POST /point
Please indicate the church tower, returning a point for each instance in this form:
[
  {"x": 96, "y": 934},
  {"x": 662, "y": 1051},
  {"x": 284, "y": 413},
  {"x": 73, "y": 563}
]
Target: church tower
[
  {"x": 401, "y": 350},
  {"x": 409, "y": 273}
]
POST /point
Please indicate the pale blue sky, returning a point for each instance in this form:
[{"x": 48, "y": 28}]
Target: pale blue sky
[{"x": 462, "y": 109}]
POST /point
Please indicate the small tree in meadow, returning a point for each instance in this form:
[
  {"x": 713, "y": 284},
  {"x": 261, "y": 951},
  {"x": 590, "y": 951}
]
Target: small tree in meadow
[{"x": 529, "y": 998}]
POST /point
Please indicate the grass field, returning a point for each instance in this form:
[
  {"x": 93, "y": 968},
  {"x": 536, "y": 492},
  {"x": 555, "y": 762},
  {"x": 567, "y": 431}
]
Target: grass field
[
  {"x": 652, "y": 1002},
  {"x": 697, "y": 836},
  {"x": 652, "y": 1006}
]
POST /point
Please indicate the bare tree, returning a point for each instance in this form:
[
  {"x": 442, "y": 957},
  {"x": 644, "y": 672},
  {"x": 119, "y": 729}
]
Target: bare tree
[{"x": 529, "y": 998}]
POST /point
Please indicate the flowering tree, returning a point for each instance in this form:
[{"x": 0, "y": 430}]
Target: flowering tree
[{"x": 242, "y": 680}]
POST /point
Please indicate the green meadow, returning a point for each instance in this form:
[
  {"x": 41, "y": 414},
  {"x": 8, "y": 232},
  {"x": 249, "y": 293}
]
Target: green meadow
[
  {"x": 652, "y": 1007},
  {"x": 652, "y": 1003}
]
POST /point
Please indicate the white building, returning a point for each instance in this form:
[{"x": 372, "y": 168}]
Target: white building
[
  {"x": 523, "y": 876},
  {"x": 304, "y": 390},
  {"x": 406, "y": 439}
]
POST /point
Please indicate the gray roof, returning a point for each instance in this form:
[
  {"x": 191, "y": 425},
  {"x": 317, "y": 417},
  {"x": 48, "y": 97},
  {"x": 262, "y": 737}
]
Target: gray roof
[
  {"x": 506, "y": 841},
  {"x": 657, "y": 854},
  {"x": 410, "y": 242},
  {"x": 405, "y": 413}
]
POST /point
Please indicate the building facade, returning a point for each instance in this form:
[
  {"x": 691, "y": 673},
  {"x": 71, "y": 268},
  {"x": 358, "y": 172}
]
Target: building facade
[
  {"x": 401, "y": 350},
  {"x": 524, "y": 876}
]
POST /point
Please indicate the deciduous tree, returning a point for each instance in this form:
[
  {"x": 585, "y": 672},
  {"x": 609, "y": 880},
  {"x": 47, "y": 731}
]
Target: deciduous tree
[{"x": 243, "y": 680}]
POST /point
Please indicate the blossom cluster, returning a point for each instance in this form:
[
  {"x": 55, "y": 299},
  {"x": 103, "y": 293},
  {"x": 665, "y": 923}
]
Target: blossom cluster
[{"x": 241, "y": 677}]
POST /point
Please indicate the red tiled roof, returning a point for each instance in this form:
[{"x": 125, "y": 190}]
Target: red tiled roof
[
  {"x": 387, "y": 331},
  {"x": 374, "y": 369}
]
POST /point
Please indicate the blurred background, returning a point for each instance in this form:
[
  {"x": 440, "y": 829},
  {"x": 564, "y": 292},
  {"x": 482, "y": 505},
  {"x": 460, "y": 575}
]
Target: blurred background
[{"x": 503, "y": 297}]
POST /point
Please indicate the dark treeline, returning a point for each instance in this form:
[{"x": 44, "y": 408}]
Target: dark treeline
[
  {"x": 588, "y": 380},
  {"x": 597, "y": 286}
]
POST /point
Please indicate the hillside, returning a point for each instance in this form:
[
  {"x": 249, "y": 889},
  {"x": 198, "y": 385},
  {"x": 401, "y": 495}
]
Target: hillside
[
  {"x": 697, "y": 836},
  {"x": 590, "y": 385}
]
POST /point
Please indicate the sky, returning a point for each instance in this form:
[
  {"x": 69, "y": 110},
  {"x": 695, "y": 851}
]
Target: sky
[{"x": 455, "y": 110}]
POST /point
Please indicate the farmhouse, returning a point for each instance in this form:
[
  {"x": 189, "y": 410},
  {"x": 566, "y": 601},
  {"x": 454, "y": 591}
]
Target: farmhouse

§ What is being asked
An exact copy of all the records above is needed.

§ The answer
POST /point
Please indicate the church tower, returning a point for each instance in this form:
[
  {"x": 96, "y": 934},
  {"x": 662, "y": 1051},
  {"x": 284, "y": 413},
  {"x": 73, "y": 563}
]
Target: church tower
[
  {"x": 401, "y": 350},
  {"x": 409, "y": 273}
]
POST /point
Please indicate the pale blue sky, returning a point for each instance in this form:
[{"x": 48, "y": 28}]
Target: pale blue sky
[{"x": 462, "y": 109}]
POST /point
Please indicate the small tree in meadow, returning a point for each instance in this form:
[
  {"x": 713, "y": 284},
  {"x": 261, "y": 951},
  {"x": 590, "y": 951}
]
Target: small tree in meadow
[{"x": 529, "y": 998}]
POST /point
Please indicate the grass field, returning a point for each instance in this form:
[
  {"x": 93, "y": 968},
  {"x": 536, "y": 492},
  {"x": 555, "y": 762},
  {"x": 567, "y": 431}
]
Target: grass field
[
  {"x": 652, "y": 1002},
  {"x": 697, "y": 836},
  {"x": 652, "y": 1006}
]
POST /point
Please indicate the bare tree, returning a point for each instance in this form:
[
  {"x": 442, "y": 957},
  {"x": 644, "y": 672},
  {"x": 119, "y": 729}
]
Target: bare tree
[{"x": 529, "y": 998}]
POST /point
Please indicate the flowering tree, returning a point for each instance in this form:
[{"x": 0, "y": 430}]
Target: flowering tree
[{"x": 242, "y": 680}]
POST /point
Please indicate the green meadow, returning a point for each instance in this form:
[
  {"x": 41, "y": 414},
  {"x": 8, "y": 232},
  {"x": 249, "y": 293}
]
Target: green meadow
[
  {"x": 652, "y": 1007},
  {"x": 652, "y": 1003}
]
POST /point
Please indicate the white building, returning a point for each instance in this form:
[{"x": 372, "y": 168}]
Target: white building
[
  {"x": 523, "y": 876},
  {"x": 304, "y": 390},
  {"x": 406, "y": 439}
]
POST /point
Please indicate the gray roof, returning a point for each instance in this form:
[
  {"x": 191, "y": 425},
  {"x": 317, "y": 417},
  {"x": 48, "y": 97},
  {"x": 262, "y": 737}
]
Target: gray roof
[
  {"x": 506, "y": 841},
  {"x": 657, "y": 854},
  {"x": 410, "y": 242},
  {"x": 405, "y": 413}
]
POST /point
Please indicate the building facade, returning a point for each instance in this form:
[
  {"x": 691, "y": 673},
  {"x": 71, "y": 268},
  {"x": 358, "y": 172}
]
Target: building facade
[
  {"x": 401, "y": 350},
  {"x": 524, "y": 876}
]
POST /point
Please indicate the deciduous tree, returning a point for each instance in this form:
[
  {"x": 585, "y": 672},
  {"x": 609, "y": 880},
  {"x": 47, "y": 731}
]
Target: deciduous tree
[{"x": 243, "y": 680}]
POST /point
Please indicate the blossom cluster, returning a point for each instance in this form:
[
  {"x": 55, "y": 299},
  {"x": 103, "y": 293},
  {"x": 665, "y": 923}
]
Target: blossom cluster
[{"x": 241, "y": 677}]
POST /point
Please indicate the red tiled roof, returning a point for each instance in this form:
[{"x": 125, "y": 190}]
Target: red tiled roof
[
  {"x": 387, "y": 331},
  {"x": 374, "y": 369}
]
POST /point
Please indicate the blurred background, returning a point for each instance in this form:
[
  {"x": 440, "y": 829},
  {"x": 564, "y": 292},
  {"x": 482, "y": 505},
  {"x": 460, "y": 575}
]
Target: blurred background
[{"x": 503, "y": 297}]
POST /point
Please indicate the dark treeline, returning a point for each instance in this form:
[{"x": 44, "y": 408}]
Target: dark treeline
[
  {"x": 588, "y": 380},
  {"x": 597, "y": 286}
]
POST /point
Please indicate the hillside, returning a point for each instance in this form:
[
  {"x": 249, "y": 889},
  {"x": 198, "y": 385},
  {"x": 401, "y": 495}
]
Target: hillside
[
  {"x": 697, "y": 836},
  {"x": 590, "y": 385}
]
POST /point
Please indicate the sky, returning a point for each instance in this form:
[
  {"x": 69, "y": 110},
  {"x": 695, "y": 851}
]
Target: sky
[{"x": 455, "y": 110}]
POST /point
Please indicate the farmhouse, returning a point for each instance in this form:
[
  {"x": 189, "y": 410},
  {"x": 566, "y": 601},
  {"x": 454, "y": 591}
]
Target: farmhouse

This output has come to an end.